Position identification records
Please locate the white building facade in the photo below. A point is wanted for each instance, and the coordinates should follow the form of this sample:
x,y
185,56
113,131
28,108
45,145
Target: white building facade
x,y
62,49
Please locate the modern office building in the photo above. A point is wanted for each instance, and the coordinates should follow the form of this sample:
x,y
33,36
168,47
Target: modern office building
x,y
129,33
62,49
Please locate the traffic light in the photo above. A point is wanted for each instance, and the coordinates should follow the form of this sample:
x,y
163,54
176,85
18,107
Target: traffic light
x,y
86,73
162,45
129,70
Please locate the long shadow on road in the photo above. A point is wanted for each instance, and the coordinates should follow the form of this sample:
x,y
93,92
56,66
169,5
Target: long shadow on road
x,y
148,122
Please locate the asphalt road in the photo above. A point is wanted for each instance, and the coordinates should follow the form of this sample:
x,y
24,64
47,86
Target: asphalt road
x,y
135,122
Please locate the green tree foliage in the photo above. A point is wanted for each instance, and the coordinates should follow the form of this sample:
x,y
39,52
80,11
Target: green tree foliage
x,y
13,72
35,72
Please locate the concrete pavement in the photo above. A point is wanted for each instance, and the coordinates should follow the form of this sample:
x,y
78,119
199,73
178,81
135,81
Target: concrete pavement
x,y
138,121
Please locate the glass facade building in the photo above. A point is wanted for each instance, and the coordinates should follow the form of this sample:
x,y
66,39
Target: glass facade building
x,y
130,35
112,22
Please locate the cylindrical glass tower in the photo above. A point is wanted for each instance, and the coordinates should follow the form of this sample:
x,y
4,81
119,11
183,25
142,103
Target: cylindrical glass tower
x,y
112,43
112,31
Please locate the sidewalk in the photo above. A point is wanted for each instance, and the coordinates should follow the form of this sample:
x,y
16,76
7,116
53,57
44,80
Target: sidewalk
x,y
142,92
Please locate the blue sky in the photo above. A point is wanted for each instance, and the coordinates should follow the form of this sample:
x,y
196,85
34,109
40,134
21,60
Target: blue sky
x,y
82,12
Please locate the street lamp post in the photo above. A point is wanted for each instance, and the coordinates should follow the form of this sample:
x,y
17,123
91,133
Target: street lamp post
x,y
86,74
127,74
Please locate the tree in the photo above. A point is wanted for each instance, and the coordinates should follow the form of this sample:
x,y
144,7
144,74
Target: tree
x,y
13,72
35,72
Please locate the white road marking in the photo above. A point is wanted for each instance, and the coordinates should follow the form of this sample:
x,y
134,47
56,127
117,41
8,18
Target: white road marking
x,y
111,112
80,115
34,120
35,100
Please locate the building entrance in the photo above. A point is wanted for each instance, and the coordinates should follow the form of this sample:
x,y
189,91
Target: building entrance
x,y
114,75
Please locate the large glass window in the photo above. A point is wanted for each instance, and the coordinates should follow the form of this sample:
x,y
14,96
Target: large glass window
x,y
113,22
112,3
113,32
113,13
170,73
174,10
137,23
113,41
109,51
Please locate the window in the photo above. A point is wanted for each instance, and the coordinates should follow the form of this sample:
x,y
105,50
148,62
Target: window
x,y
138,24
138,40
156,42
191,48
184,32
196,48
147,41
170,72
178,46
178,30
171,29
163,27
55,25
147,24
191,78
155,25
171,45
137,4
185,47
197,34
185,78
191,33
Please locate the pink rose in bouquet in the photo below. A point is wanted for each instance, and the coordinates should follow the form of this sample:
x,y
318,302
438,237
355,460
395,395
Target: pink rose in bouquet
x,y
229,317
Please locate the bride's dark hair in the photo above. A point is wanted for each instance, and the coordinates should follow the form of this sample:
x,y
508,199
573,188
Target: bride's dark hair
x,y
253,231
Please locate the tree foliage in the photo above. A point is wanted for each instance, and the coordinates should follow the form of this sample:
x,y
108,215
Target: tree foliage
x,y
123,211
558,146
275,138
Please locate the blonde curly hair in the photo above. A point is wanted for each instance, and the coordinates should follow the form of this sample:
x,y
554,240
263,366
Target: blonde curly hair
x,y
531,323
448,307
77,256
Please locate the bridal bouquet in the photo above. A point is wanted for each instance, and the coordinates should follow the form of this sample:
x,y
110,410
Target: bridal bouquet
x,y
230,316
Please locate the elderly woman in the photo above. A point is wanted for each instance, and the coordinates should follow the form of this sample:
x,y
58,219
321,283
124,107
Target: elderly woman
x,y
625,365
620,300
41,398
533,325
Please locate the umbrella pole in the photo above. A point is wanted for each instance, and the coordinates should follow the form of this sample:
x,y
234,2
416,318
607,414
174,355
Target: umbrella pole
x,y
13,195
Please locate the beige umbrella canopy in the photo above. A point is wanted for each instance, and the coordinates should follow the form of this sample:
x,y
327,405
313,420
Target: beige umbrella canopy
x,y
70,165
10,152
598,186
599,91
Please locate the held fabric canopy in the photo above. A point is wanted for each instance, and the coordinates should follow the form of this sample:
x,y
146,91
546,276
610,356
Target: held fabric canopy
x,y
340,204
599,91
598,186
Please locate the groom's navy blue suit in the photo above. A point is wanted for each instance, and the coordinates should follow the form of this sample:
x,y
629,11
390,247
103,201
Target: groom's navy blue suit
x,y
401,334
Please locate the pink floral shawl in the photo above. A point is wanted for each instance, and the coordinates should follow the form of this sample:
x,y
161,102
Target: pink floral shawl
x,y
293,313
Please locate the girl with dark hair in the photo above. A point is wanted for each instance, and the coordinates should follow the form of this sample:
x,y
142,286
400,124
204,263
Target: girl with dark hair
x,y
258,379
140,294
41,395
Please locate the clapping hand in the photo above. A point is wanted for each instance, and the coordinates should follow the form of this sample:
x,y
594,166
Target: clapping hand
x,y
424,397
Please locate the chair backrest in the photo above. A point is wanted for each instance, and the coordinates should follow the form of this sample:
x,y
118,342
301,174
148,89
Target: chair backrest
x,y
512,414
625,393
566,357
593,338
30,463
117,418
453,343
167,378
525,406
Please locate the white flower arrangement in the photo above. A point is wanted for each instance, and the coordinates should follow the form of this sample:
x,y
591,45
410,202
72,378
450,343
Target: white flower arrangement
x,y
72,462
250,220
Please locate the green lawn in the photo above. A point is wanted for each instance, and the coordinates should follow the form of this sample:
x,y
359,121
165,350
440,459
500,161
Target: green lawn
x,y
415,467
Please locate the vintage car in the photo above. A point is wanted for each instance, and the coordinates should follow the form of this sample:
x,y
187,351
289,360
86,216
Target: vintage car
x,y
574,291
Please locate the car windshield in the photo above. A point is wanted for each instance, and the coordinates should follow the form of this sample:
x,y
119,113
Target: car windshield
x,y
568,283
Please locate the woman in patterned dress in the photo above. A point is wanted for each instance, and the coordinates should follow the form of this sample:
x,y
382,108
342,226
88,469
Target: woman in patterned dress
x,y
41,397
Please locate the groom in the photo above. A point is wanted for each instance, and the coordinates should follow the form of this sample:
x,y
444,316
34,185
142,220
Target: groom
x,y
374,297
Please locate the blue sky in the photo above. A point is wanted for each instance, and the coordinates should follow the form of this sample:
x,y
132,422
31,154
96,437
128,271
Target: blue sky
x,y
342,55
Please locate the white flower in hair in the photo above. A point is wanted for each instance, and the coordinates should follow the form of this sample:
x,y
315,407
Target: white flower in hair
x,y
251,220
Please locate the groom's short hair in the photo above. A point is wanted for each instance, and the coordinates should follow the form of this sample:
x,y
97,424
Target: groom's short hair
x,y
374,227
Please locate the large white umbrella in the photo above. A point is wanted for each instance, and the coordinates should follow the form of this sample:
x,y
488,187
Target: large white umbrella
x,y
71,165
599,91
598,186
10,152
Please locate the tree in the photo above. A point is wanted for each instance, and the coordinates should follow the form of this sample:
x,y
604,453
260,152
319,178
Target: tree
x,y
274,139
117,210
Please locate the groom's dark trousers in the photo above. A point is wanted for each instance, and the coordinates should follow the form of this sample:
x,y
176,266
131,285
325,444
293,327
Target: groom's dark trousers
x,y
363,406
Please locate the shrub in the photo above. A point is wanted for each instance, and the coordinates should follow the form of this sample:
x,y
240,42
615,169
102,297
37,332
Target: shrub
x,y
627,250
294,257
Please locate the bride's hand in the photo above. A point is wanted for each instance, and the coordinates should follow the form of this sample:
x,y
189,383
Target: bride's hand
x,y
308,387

What to work on: Could you write out again every line of the rows from the line containing "Please locate the groom's dark" through the end of the rows, both ends included, keeping the requests as they are? Multiply each coordinate in the answers by 1.95 and round to whole numbers, halves up, but leave the format samples in the requests unchanged.

The solution:
Please locate the groom's dark trousers in the photo above. A point is wanted for each instance, and the coordinates should follow the form of this sample:
x,y
176,266
131,285
325,444
293,327
Target: groom's dark trousers
x,y
708,792
Please locate the shrub in the photo above. A point is wanted for each instance, and the coordinates should follow the form of this sample:
x,y
240,42
615,169
102,297
37,332
Target: shrub
x,y
1223,488
573,501
Please locate the bride's hand in the photo above. A point is wanted for each instance, and the coordinates should follow the form of this sample:
x,y
189,383
Target: bride's hand
x,y
601,755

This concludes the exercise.